* **TASK DIRECTIONS**
Reproduce the rows starting at the line that contains "Target: bird of prey" and ending with the last row, requests included, with every point coordinate in the answers scaled by 1.6 and rounded to a whole number, halves rounding up. Give only those lines.

* **EXTRACTED DATA**
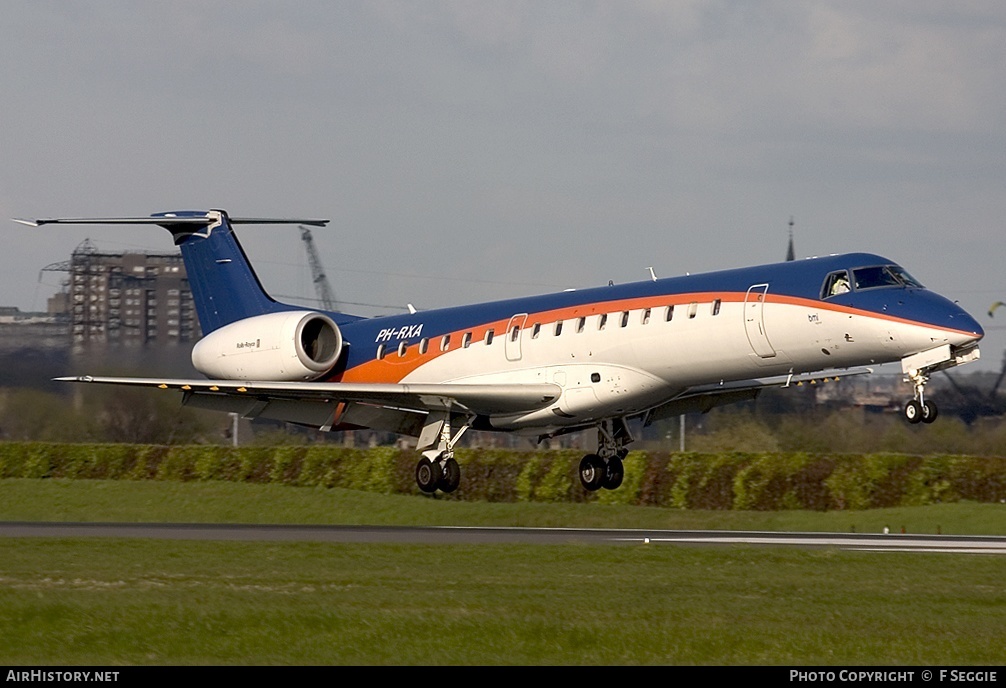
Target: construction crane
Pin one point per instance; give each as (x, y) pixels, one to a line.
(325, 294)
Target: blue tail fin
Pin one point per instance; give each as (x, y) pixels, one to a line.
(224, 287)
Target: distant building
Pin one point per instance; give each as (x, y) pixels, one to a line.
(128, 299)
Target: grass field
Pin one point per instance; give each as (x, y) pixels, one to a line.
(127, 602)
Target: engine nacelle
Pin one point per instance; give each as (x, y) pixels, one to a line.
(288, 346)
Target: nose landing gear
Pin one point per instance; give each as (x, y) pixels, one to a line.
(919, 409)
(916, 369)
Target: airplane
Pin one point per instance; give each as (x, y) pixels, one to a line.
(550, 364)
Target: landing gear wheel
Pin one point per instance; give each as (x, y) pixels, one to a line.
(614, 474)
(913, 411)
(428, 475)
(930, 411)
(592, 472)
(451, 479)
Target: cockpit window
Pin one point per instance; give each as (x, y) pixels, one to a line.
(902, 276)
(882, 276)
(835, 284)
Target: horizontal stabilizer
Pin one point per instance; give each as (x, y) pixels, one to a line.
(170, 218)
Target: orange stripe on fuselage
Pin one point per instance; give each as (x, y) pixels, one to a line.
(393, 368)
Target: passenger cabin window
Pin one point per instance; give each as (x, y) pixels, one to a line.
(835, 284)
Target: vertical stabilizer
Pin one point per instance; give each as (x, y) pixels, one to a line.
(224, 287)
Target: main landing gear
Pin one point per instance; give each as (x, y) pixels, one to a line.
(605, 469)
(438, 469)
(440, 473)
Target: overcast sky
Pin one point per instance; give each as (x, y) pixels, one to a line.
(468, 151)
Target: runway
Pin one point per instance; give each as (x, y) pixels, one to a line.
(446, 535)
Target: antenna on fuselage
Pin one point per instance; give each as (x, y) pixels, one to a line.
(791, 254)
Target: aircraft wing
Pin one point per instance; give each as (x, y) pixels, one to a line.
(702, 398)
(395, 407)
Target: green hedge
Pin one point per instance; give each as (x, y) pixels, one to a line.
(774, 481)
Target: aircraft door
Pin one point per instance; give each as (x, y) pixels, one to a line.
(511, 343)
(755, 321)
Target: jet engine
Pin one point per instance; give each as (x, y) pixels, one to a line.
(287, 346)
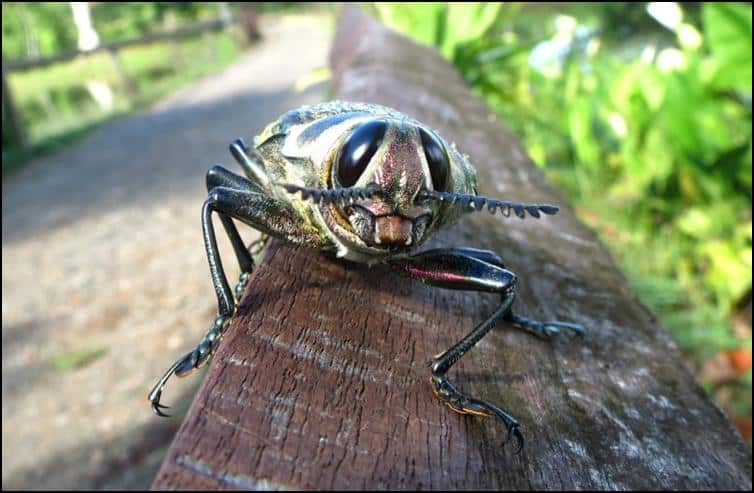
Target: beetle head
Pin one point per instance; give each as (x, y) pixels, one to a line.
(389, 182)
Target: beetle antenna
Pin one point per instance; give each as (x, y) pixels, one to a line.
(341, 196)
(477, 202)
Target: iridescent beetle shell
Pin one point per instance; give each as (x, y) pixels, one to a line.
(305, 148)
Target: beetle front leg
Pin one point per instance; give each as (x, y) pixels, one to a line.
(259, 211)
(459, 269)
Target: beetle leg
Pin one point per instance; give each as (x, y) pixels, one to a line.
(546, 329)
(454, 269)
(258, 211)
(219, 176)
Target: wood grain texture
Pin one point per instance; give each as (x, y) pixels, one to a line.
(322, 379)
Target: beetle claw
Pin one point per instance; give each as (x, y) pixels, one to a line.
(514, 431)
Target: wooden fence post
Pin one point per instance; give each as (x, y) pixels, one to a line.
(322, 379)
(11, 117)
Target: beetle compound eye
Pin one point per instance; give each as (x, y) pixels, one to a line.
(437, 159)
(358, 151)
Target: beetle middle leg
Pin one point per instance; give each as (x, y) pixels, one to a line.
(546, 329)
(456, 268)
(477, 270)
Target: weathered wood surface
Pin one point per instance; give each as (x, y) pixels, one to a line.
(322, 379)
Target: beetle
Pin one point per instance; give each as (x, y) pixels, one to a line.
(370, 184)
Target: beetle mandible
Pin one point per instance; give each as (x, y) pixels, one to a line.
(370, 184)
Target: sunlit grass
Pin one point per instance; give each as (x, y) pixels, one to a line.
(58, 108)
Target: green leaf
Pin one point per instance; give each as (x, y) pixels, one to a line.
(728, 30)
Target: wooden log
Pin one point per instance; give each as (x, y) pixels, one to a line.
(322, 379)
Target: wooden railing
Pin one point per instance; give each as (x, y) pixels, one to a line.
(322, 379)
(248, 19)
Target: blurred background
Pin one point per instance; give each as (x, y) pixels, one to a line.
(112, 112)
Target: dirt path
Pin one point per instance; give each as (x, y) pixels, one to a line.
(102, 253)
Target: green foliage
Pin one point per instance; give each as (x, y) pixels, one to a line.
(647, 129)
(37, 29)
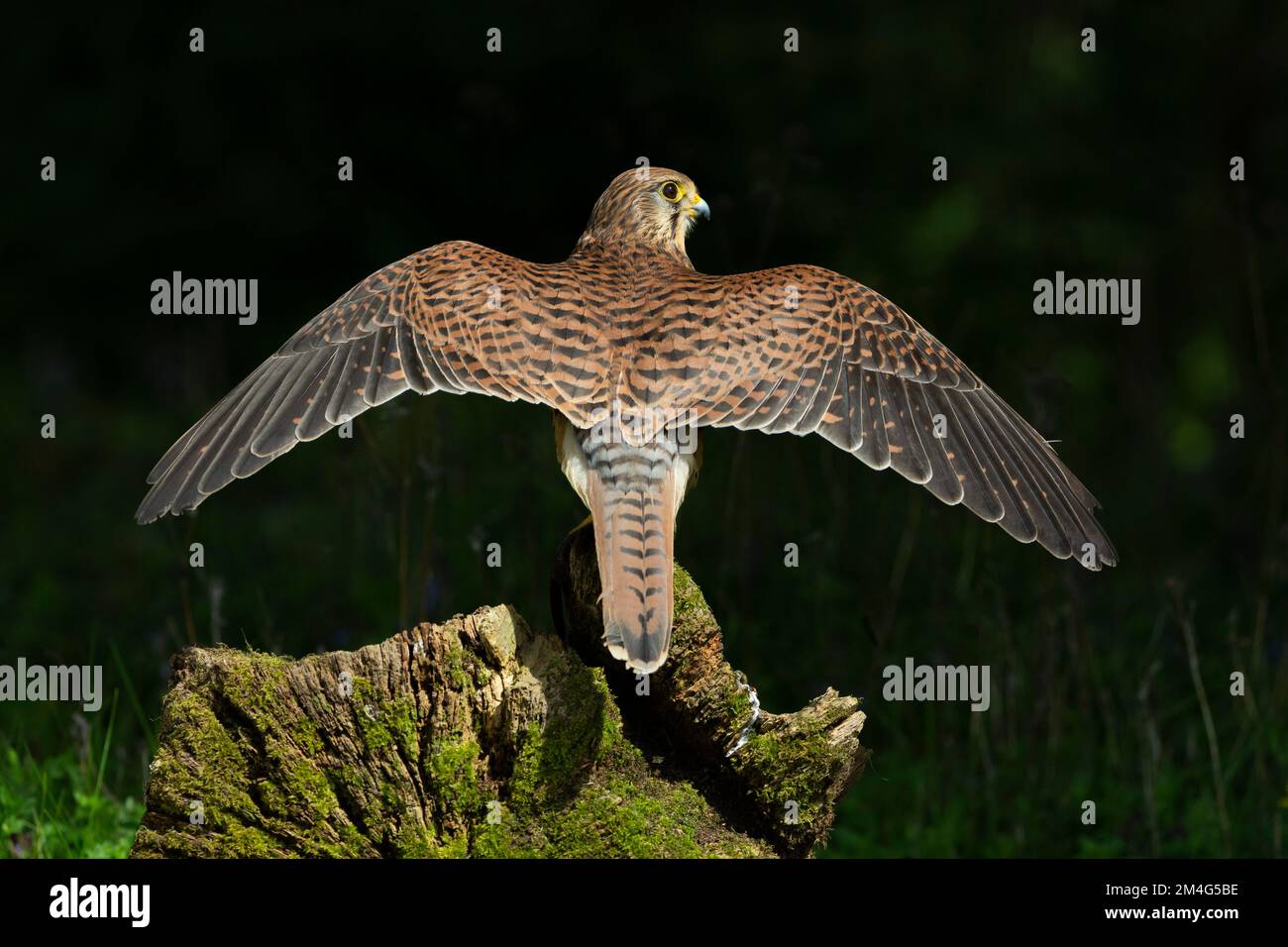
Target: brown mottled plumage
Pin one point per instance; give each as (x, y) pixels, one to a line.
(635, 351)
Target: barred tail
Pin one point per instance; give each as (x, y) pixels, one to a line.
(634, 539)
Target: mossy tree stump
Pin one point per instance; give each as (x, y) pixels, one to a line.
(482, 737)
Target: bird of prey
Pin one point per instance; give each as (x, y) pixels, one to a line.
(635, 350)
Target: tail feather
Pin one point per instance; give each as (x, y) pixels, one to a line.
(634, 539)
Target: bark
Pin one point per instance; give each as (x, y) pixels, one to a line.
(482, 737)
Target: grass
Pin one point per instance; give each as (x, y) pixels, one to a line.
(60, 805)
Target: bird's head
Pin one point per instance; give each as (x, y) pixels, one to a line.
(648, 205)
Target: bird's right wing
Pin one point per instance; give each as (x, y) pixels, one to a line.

* **EXPECTED ANSWER**
Target: bird of prey
Pin one point per instance; give each as (x, y) pixels, one to a line.
(1016, 560)
Target: tail feather
Pin one point per instance; give each as (x, y) pixels, one to a line.
(1014, 862)
Target: bark
Pin one point per instance; give each as (x, y) pixels, one to a line.
(771, 1179)
Target: grass
Pin one point per instance; give each as (x, y) pixels, one to a line.
(96, 1288)
Target: bird's head
Pin one point per instance; give each as (x, y) pixels, one to a line.
(1037, 328)
Target: bird's right wing
Pin one point per instance; give each as (x, y) pixels, one to a line.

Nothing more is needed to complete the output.